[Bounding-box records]
※
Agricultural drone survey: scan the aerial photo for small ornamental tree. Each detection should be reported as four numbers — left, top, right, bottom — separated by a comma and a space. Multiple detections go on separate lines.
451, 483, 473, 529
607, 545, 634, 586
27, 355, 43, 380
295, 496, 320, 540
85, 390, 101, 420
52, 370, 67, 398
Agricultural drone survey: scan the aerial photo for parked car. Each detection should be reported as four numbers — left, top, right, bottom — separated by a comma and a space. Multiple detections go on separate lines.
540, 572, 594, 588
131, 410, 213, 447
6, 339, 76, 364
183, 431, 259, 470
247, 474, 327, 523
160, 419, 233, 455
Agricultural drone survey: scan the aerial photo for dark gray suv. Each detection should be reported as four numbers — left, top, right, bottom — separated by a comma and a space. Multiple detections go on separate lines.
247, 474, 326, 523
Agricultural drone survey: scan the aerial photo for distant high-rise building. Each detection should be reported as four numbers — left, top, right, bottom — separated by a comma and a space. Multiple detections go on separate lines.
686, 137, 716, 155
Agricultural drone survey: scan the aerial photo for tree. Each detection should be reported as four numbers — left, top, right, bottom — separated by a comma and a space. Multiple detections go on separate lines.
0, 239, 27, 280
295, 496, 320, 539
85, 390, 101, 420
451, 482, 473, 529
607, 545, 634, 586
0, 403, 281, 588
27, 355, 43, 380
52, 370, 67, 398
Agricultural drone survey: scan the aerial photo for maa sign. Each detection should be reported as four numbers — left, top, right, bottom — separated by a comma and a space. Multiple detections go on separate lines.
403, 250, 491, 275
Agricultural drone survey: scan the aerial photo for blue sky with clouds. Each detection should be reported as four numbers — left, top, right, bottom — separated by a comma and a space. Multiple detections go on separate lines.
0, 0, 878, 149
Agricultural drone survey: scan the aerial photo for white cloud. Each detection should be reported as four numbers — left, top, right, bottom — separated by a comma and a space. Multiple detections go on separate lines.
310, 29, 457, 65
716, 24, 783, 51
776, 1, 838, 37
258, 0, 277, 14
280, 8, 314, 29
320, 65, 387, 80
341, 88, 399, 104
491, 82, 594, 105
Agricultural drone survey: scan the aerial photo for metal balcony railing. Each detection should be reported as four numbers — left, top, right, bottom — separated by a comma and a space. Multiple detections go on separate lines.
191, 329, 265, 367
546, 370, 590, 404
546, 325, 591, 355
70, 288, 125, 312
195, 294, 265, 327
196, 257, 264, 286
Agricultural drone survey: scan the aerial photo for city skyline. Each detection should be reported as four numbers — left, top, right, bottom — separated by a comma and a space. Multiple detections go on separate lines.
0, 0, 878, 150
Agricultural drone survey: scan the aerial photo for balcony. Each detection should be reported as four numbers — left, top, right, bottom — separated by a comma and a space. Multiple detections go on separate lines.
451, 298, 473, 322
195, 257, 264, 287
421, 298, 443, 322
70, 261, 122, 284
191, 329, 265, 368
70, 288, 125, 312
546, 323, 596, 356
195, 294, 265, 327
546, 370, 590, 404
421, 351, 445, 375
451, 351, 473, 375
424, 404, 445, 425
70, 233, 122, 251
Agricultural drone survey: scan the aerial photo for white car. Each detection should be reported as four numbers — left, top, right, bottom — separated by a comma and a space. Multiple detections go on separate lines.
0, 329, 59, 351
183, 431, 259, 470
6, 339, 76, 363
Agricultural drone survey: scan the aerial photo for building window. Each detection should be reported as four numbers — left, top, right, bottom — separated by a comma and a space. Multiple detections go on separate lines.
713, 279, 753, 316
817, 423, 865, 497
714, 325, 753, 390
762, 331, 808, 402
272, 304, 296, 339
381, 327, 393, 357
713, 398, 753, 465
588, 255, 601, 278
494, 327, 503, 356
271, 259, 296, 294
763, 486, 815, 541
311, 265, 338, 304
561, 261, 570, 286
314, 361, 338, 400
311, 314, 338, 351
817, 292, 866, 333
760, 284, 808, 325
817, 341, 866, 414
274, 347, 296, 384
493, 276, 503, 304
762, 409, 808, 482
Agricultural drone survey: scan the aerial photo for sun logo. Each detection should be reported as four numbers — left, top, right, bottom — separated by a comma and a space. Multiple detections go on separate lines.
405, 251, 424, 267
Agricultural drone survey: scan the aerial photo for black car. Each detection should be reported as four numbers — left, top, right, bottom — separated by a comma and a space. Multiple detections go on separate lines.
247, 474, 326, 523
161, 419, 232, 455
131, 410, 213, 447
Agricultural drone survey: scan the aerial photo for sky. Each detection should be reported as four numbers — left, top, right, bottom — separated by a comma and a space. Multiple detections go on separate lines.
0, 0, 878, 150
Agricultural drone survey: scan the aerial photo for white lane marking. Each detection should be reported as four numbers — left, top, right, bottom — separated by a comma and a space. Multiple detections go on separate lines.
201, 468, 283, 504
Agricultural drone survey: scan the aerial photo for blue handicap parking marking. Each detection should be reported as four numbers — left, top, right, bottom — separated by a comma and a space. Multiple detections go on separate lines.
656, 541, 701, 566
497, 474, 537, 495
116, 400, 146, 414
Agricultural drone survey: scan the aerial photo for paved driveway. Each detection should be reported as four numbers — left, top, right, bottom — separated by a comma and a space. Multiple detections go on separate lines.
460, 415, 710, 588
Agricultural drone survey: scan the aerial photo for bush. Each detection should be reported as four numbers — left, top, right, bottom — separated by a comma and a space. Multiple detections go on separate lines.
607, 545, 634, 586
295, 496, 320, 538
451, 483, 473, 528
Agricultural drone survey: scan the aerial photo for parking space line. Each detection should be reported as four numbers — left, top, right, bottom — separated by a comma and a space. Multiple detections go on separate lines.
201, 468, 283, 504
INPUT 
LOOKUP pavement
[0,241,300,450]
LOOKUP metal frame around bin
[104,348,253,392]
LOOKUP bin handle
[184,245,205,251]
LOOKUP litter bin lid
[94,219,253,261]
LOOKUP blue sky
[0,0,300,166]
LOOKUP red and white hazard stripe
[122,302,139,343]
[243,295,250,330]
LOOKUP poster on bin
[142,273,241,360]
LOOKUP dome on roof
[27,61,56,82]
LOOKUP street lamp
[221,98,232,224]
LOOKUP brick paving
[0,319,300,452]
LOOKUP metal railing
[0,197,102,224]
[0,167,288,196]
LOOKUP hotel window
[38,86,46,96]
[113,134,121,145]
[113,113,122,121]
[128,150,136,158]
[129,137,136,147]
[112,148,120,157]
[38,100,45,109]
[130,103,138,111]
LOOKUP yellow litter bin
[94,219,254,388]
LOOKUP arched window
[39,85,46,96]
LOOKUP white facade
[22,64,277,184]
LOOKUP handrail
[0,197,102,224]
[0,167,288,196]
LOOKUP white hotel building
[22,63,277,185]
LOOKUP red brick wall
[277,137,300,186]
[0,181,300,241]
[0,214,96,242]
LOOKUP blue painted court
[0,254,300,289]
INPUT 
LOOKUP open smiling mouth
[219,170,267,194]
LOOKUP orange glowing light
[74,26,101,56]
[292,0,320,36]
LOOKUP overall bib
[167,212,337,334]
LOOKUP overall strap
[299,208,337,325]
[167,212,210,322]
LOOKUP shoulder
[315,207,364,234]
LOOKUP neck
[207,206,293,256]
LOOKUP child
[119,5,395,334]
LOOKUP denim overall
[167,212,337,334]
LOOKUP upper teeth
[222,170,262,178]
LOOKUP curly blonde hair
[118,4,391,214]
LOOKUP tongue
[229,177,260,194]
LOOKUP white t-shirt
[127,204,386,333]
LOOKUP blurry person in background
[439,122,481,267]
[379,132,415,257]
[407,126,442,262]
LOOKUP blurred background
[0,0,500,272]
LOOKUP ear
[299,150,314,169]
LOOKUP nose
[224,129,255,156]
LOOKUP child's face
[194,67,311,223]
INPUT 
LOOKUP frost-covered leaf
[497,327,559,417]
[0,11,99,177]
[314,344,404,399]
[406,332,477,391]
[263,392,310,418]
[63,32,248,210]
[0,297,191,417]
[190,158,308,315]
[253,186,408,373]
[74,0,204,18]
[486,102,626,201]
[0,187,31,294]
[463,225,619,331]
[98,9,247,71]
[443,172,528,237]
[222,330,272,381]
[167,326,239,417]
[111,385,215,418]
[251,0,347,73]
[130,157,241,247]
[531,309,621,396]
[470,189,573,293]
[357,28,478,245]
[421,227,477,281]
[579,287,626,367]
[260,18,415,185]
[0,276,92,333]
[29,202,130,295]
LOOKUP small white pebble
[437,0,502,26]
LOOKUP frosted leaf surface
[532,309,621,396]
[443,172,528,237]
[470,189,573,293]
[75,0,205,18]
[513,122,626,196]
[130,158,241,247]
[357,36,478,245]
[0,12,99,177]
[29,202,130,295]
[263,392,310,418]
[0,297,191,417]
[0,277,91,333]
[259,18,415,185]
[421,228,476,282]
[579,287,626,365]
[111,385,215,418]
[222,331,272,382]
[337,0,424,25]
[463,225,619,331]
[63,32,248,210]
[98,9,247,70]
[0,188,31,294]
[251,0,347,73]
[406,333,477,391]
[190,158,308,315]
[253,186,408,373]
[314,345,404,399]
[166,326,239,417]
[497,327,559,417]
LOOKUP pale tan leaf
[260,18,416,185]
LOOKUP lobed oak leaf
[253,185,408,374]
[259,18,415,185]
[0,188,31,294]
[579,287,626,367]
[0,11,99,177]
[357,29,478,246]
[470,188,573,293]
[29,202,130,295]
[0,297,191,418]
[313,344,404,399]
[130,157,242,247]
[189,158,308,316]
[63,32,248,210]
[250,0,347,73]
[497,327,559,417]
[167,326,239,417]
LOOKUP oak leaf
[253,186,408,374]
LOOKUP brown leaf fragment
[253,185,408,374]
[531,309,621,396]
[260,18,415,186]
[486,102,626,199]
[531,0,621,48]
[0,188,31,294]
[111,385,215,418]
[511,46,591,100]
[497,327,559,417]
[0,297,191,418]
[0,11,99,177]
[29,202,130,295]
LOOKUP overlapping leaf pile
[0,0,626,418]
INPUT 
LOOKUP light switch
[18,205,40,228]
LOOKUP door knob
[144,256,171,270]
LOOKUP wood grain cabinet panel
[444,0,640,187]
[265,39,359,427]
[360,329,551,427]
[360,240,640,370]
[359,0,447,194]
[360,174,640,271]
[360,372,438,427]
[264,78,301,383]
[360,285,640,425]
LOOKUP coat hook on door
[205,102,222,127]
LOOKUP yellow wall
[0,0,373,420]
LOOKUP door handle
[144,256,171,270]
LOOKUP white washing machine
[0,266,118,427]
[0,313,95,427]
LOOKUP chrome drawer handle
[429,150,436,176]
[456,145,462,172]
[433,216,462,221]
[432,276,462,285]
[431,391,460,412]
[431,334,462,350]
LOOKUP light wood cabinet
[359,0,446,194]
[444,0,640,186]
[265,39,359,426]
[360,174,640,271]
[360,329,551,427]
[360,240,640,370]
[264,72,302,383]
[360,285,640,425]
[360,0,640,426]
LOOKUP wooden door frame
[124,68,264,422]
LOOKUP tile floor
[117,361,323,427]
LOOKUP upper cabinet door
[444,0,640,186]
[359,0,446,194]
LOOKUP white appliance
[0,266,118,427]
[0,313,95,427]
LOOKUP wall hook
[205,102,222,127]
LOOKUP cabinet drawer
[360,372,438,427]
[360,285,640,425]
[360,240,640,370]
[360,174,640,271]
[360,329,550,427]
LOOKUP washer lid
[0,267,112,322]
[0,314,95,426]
※
### Exercise requirements
Lay out the lines starting at the one that contains "LOOKUP door handle" and ending at the one that contains "[117,361,323,427]", both ends included, as a Markdown table with the columns Row and Line. Leave out any blank lines.

### Exercise answer
| Row | Line |
|---|---|
| 1 | LOOKUP door handle |
| 2 | [144,256,171,270] |
| 3 | LOOKUP white washing machine |
| 4 | [0,266,118,427] |
| 5 | [0,313,95,427] |
| 6 | LOOKUP chrome drawer handle |
| 7 | [429,150,436,176] |
| 8 | [456,145,462,172] |
| 9 | [433,216,462,221] |
| 10 | [432,276,462,285] |
| 11 | [431,391,460,412] |
| 12 | [431,334,462,350] |
| 13 | LOOKUP light wood cabinet |
| 14 | [359,0,446,194] |
| 15 | [444,0,640,186] |
| 16 | [265,39,359,426] |
| 17 | [360,174,640,271] |
| 18 | [360,329,551,427] |
| 19 | [360,240,640,370] |
| 20 | [264,72,302,383] |
| 21 | [360,285,640,425] |
| 22 | [360,0,640,426] |
| 23 | LOOKUP wooden door frame |
| 24 | [124,68,264,422] |
| 25 | LOOKUP tile floor |
| 26 | [117,361,323,427] |